- [Requirement] In the lines below, find the one that contains "Objective — locate the man's hand" and write it out exactly, along with every line that follows it.

(Object position labeling entries)
....

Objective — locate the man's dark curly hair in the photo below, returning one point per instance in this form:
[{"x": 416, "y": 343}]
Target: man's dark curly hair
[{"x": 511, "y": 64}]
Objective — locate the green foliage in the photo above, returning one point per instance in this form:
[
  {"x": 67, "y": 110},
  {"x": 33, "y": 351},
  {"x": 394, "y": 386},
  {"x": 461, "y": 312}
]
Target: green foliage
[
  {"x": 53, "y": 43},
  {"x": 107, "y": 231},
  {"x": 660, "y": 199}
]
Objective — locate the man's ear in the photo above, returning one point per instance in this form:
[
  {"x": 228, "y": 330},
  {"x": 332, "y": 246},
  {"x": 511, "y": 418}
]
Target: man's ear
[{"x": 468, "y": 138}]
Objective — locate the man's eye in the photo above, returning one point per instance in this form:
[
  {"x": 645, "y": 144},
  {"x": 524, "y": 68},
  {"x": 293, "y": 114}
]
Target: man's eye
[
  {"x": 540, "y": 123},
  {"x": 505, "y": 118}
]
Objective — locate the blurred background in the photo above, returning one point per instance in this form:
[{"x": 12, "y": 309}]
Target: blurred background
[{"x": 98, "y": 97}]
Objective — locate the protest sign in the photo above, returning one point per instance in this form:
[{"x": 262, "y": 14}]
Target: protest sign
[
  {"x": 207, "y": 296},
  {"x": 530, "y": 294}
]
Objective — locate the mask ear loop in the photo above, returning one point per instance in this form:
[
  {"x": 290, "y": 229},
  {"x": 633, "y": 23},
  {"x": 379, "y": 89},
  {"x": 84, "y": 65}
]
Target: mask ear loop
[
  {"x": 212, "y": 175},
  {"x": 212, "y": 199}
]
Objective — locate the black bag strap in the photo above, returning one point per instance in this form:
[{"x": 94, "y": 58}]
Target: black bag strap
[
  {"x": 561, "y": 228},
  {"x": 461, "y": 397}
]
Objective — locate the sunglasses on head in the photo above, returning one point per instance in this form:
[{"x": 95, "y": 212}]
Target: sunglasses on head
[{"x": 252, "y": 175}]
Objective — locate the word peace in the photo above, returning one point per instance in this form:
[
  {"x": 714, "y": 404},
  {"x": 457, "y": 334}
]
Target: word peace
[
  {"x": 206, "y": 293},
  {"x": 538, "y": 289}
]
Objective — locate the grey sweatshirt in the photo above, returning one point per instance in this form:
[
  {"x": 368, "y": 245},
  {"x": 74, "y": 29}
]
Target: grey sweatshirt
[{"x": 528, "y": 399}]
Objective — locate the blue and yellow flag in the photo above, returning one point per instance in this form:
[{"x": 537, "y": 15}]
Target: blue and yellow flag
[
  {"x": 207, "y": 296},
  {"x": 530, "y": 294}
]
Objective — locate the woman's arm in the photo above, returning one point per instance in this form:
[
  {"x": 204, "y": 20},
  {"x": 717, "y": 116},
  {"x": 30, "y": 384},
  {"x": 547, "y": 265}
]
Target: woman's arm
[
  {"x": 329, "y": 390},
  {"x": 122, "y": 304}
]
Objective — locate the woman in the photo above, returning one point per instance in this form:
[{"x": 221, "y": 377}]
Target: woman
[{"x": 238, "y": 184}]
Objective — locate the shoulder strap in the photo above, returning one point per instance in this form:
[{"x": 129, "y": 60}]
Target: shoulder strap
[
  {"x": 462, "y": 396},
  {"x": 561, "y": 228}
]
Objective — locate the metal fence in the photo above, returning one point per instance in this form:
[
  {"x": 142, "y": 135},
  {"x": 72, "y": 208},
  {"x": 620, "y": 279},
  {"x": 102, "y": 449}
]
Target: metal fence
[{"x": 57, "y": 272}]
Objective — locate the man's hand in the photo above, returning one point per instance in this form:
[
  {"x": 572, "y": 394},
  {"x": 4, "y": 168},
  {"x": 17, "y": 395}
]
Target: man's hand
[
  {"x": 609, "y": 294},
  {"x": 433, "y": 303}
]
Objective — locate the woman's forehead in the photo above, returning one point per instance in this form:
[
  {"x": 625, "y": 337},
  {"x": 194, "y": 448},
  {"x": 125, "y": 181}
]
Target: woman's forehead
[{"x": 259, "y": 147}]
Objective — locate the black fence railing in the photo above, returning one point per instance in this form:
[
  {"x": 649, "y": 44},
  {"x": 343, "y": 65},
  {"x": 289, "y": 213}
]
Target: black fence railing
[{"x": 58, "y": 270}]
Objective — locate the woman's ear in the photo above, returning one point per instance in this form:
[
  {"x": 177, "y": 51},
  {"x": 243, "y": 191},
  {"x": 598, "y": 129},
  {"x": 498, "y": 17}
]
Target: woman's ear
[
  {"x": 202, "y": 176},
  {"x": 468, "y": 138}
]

....

- [Task answer]
Objective — locate the man's hand in the photo above, returning one point per instance in this form:
[
  {"x": 572, "y": 394},
  {"x": 4, "y": 168},
  {"x": 17, "y": 395}
]
Target: man's hand
[
  {"x": 609, "y": 294},
  {"x": 433, "y": 303}
]
Objective — locate the woman's forehead in the photo above, returning one point per instance in this form:
[
  {"x": 625, "y": 337},
  {"x": 194, "y": 448},
  {"x": 125, "y": 181}
]
Target: woman's forehead
[{"x": 259, "y": 147}]
Objective — locate the black fence railing in the photo above, returning one point per instance in this form:
[
  {"x": 649, "y": 44},
  {"x": 343, "y": 65},
  {"x": 289, "y": 213}
]
Target: black fence railing
[{"x": 58, "y": 270}]
Objective — locate the woman's ear in the photo above, returning one point per instance in this form:
[
  {"x": 177, "y": 51},
  {"x": 243, "y": 191},
  {"x": 598, "y": 129},
  {"x": 498, "y": 17}
]
Target: woman's ear
[
  {"x": 202, "y": 176},
  {"x": 468, "y": 138}
]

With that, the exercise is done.